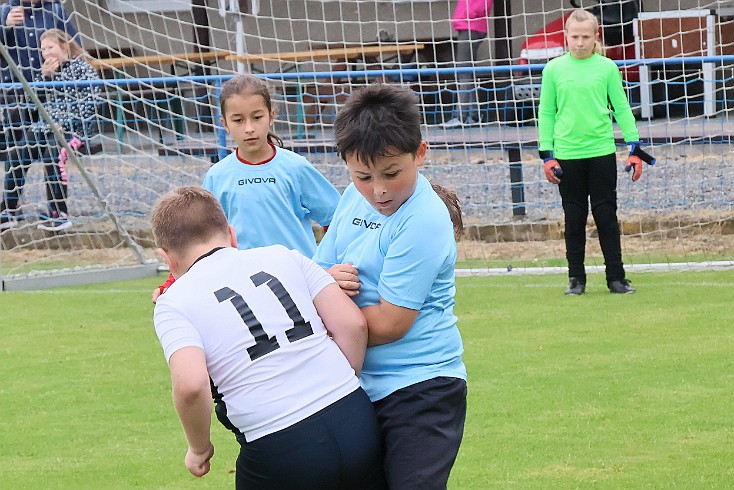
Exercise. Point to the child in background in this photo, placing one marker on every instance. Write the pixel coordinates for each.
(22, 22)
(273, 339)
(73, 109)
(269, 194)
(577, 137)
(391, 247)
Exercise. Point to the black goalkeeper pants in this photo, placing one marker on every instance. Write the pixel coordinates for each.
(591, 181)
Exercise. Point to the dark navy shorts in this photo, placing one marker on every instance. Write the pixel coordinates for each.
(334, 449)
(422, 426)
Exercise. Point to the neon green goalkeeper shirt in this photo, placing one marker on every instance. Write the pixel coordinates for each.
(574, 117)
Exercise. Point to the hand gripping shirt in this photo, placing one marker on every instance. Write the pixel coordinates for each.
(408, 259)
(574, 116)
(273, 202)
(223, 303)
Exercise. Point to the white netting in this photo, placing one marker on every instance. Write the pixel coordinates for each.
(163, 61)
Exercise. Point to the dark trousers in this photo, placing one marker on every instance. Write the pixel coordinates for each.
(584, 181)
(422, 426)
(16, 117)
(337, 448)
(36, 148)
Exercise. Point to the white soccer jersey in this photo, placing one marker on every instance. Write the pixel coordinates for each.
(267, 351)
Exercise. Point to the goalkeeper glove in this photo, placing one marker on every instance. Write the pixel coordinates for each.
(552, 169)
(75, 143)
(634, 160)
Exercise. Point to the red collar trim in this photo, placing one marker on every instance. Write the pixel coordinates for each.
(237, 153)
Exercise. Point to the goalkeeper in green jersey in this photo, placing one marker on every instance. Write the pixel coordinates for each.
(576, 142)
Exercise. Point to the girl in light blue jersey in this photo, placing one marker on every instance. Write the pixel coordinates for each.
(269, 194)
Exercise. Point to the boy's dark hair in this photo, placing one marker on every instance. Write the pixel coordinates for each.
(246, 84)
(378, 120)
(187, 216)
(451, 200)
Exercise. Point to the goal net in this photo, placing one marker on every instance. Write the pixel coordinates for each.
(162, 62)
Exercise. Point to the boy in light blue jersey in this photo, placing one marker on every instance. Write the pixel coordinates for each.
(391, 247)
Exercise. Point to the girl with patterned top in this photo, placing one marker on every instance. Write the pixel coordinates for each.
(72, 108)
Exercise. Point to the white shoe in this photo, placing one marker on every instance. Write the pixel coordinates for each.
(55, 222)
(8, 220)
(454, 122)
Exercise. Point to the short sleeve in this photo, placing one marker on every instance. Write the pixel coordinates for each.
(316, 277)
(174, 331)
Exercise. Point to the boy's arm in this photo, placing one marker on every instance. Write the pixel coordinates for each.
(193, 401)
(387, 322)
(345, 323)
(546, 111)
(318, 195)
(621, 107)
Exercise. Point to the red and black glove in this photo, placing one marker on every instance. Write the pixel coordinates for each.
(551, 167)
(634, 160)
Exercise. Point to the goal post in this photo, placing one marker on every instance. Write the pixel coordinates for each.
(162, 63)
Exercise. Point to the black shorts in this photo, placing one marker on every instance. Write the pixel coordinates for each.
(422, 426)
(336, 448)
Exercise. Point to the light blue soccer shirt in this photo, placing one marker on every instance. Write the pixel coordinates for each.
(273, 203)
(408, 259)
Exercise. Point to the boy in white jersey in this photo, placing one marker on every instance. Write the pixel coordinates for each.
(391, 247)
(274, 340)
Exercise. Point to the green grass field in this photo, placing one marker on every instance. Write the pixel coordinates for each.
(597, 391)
━━━━━━━━━━━━━━━━
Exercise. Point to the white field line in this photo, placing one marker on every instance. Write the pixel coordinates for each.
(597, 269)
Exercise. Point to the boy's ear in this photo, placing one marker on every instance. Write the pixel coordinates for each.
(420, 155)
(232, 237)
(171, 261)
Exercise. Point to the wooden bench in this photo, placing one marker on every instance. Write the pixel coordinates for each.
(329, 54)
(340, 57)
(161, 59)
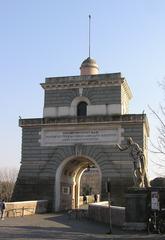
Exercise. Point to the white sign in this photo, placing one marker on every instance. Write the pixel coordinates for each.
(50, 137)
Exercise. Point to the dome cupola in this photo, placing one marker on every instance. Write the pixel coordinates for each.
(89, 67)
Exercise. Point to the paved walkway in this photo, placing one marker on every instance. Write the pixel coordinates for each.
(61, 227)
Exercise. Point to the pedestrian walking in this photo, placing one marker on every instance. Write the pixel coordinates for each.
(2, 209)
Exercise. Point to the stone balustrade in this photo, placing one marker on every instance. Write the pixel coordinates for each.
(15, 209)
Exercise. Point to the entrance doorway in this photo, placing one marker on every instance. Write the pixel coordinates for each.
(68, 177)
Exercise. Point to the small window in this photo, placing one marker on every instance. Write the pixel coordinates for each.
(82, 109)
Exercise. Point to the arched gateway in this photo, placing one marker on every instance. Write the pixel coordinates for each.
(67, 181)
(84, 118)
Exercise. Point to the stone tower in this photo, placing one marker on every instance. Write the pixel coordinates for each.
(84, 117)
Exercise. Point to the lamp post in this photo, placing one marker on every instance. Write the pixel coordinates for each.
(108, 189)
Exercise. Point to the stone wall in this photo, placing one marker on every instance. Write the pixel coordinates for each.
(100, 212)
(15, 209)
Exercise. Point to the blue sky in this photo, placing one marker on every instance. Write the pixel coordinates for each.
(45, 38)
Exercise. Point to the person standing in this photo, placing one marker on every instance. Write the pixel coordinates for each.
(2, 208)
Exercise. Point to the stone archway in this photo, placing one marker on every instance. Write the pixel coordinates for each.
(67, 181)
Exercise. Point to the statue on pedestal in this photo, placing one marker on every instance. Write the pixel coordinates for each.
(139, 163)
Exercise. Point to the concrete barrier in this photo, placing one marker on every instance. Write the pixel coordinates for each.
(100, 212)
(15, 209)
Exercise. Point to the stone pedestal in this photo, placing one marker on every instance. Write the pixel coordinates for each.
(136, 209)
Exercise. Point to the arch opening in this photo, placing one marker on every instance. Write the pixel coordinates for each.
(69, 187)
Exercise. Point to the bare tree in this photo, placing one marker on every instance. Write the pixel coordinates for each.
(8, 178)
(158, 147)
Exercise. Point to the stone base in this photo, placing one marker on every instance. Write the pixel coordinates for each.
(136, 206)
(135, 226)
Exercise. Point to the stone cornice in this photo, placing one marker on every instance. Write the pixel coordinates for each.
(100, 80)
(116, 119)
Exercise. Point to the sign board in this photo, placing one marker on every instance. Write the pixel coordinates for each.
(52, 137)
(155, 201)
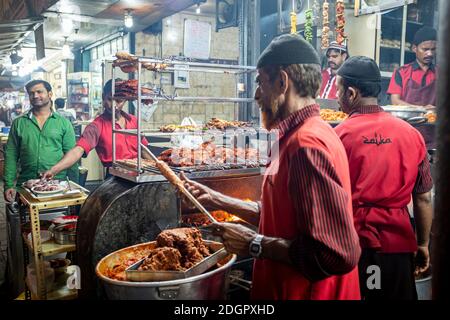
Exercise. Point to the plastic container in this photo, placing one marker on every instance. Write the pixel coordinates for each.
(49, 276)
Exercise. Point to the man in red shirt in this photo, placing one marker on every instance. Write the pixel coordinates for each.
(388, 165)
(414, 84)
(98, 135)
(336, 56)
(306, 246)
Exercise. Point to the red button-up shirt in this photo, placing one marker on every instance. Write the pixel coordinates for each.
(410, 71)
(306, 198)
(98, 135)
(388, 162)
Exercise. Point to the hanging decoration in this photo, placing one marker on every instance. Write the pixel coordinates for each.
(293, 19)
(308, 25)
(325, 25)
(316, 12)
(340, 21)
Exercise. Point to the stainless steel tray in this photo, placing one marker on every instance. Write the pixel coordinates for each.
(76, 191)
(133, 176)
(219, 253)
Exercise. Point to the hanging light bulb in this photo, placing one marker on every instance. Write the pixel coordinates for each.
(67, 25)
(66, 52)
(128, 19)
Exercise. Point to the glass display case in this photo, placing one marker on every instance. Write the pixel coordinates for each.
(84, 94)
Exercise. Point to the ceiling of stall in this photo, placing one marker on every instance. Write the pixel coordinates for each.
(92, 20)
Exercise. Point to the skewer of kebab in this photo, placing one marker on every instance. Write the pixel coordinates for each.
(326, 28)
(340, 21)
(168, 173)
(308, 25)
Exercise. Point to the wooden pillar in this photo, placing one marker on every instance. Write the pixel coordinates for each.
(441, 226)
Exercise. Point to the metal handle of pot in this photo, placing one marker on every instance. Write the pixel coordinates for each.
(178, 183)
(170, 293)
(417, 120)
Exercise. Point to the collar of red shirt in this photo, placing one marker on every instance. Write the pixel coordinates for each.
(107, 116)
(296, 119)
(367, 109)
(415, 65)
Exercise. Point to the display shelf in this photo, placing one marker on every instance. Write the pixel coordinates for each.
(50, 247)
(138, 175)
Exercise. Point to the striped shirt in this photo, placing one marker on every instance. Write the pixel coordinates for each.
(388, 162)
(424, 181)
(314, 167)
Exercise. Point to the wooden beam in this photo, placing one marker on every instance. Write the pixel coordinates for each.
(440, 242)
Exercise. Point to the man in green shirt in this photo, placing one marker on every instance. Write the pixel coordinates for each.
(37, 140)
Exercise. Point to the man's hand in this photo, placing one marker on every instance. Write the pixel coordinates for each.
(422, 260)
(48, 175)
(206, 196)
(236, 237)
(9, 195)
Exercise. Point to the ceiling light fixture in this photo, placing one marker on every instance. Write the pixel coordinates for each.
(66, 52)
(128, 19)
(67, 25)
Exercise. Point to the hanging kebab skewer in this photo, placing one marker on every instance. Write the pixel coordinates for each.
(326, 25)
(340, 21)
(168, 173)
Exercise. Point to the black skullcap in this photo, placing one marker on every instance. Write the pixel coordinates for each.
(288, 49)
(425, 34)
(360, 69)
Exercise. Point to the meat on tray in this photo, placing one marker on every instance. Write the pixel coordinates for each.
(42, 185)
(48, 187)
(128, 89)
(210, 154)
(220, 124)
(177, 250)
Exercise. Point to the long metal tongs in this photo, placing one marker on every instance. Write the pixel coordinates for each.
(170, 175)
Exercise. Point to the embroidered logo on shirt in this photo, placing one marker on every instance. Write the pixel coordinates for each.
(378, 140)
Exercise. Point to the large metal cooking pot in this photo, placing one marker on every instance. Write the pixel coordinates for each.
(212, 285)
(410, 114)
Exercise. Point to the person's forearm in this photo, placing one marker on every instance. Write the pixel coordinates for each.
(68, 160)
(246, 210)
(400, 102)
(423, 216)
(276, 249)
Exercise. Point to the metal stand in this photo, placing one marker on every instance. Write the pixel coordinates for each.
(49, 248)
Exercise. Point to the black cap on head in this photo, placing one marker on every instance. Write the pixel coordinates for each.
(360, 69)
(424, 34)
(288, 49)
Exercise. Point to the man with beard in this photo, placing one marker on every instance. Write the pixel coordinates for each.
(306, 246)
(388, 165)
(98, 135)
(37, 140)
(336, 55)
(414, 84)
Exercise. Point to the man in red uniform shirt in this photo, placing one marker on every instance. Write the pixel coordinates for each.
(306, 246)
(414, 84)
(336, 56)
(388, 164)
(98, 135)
━━━━━━━━━━━━━━━━
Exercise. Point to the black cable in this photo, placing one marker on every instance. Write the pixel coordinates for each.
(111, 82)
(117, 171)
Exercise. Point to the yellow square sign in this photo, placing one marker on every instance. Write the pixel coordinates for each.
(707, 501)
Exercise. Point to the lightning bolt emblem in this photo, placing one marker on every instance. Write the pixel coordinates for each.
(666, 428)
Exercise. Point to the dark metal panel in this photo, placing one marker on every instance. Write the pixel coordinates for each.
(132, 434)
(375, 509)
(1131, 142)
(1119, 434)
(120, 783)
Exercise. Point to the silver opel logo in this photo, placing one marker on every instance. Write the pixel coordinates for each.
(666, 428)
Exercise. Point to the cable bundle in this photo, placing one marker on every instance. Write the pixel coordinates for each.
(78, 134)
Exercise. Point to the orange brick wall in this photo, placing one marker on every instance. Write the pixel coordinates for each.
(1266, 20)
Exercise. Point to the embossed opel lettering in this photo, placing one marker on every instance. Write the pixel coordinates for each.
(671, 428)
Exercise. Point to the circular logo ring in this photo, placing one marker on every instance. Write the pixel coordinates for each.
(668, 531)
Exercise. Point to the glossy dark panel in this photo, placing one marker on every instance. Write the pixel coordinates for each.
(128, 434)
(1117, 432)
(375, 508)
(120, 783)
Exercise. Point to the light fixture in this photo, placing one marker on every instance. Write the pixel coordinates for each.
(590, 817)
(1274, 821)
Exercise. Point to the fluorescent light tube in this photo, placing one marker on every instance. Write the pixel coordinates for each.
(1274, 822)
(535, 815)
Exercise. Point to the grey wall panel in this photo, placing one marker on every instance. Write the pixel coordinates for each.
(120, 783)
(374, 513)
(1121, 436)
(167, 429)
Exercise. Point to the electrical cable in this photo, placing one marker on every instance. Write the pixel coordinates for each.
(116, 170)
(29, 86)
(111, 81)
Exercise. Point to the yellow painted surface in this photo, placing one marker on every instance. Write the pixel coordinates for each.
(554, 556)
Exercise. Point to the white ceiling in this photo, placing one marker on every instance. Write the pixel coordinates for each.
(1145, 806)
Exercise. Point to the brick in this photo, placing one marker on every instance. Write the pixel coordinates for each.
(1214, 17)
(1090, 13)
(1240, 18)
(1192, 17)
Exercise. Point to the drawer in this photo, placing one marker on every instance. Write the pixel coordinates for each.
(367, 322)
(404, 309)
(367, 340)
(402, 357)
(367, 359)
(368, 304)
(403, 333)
━━━━━━━━━━━━━━━━
**Exercise**
List every line of the data above that contains the string "hanging", matching case exactly.

**Final result**
Exercise. Point to the hanging decoration in this photo, placing one marker on every instance. Write the pixel coordinates for each.
Exercise. Point to the hanging light bulb in this photo, placing one marker on every instance. Write the pixel coordinates for each.
Exercise. Point to the hanging kebab skewer in this photo, placing one marker on every instance. Write the pixel coordinates for each.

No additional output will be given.